### [WHAT YOU HAVE TO DO]
Could you quote the full passage on COVID-19 vaccines and correlates of protection, word for word?

____ SOURCE DOCUMENT

Dr. Marks acknowledged Levy’s question but said it was easier initially to look at antibodies instead of T cell-mediated immunity.
“We have been having conversations with our colleagues at the NIH [National Institutes of Health] and throughout government about how we might move forward here,” Dr. Marks said. “It is something that we don’t have an answer to yet.”
Dr. Marks said as vaccines are developed in the future, it would “become even more important” to define a standard of correlate protection because “we won’t be able to have a large naive population to vaccinate with newer vaccines.”
“We will need to understand the T cell response better,” Dr. Marks said. “I take your point; it’s just that we haven’t solved the problem yet.”
Three years later, the FDA still hasn’t required pharmaceutical companies like Pfizer and Moderna to establish a correlate of protection. Instead, they allow these companies to claim their vaccines are effective if they increase antibodies in a handful of mice and encourage (or coerce) people (children) to get vaccinated, only for studies to come out five minutes later showing the shots do not work, quickly wane, or in some cases, increase one’s susceptibility to getting infected.
Mass Vaccination Creates Escape Variants
Remember in December 2020 when we were told we would only need two doses of an mRNA vaccine or one dose of the Johnson & Johnson shot to prevent COVID-19, and it would protect you and your neighbor?
Then, after everyone got vaccinated (save the minority who signed up for the “winter of severe illness and death”), U.S. health officials pulled the ultimate “psych” and informed everyone that this would be a yearly thing and the vaccine didn’t prevent COVID-19 or transmission. (Pfizer planned on yearly boosters from the start to reinforce its endless revenue stream once the pandemic ended.)
According to the CDC, people need to continuously get vaccinated because the virus is constantly mutating and evading protection.
This fall, the Novavax COVID-19 vaccine will target the JN.1 variant that was dominant last winter and spring. It will not address circulating variants.
Shots by Pfizer and Moderna will target the KP.2 variant, but that variant is quickly being replaced by the KP.3 and LB.1 variants, which now account for more than half of new cases.

________
____ EXTRACTED DATA

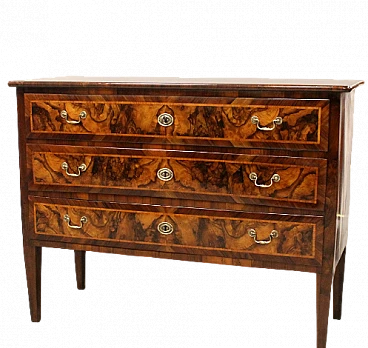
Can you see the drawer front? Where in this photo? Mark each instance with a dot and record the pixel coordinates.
(262, 179)
(238, 122)
(300, 239)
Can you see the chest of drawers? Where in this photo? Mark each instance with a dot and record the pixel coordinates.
(233, 171)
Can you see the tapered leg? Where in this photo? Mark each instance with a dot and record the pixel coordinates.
(323, 302)
(33, 272)
(338, 289)
(80, 269)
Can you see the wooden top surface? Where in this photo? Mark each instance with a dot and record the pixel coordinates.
(189, 82)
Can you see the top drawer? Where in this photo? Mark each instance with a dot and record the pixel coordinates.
(237, 122)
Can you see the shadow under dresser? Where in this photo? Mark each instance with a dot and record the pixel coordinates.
(249, 172)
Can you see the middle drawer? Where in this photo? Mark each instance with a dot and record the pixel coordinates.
(269, 180)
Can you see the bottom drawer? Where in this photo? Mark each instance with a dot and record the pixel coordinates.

________

### [OUTPUT OF THE EXERCISE]
Dr. Marks acknowledged Levy’s question but said it was easier initially to look at antibodies instead of T cell-mediated immunity.
“We have been having conversations with our colleagues at the NIH [National Institutes of Health] and throughout government about how we might move forward here,” Dr. Marks said. “It is something that we don’t have an answer to yet.”
Dr. Marks said as vaccines are developed in the future, it would “become even more important” to define a standard of correlate protection because “we won’t be able to have a large naive population to vaccinate with newer vaccines.”
“We will need to understand the T cell response better,” Dr. Marks said. “I take your point; it’s just that we haven’t solved the problem yet.”
Three years later, the FDA still hasn’t required pharmaceutical companies like Pfizer and Moderna to establish a correlate of protection. Instead, they allow these companies to claim their vaccines are effective if they increase antibodies in a handful of mice and encourage (or coerce) people (children) to get vaccinated, only for studies to come out five minutes later showing the shots do not work, quickly wane, or in some cases, increase one’s susceptibility to getting infected.
Mass Vaccination Creates Escape Variants
Remember in December 2020 when we were told we would only need two doses of an mRNA vaccine or one dose of the Johnson & Johnson shot to prevent COVID-19, and it would protect you and your neighbor?
Then, after everyone got vaccinated (save the minority who signed up for the “winter of severe illness and death”), U.S. health officials pulled the ultimate “psych” and informed everyone that this would be a yearly thing and the vaccine didn’t prevent COVID-19 or transmission. (Pfizer planned on yearly boosters from the start to reinforce its endless revenue stream once the pandemic ended.)
According to the CDC, people need to continuously get vaccinated because the virus is constantly mutating and evading protection.
This fall, the Novavax COVID-19 vaccine will target the JN.1 variant that was dominant last winter and spring. It will not address circulating variants.
Shots by Pfizer and Moderna will target the KP.2 variant, but that variant is quickly being replaced by the KP.3 and LB.1 variants, which now account for more than half of new cases.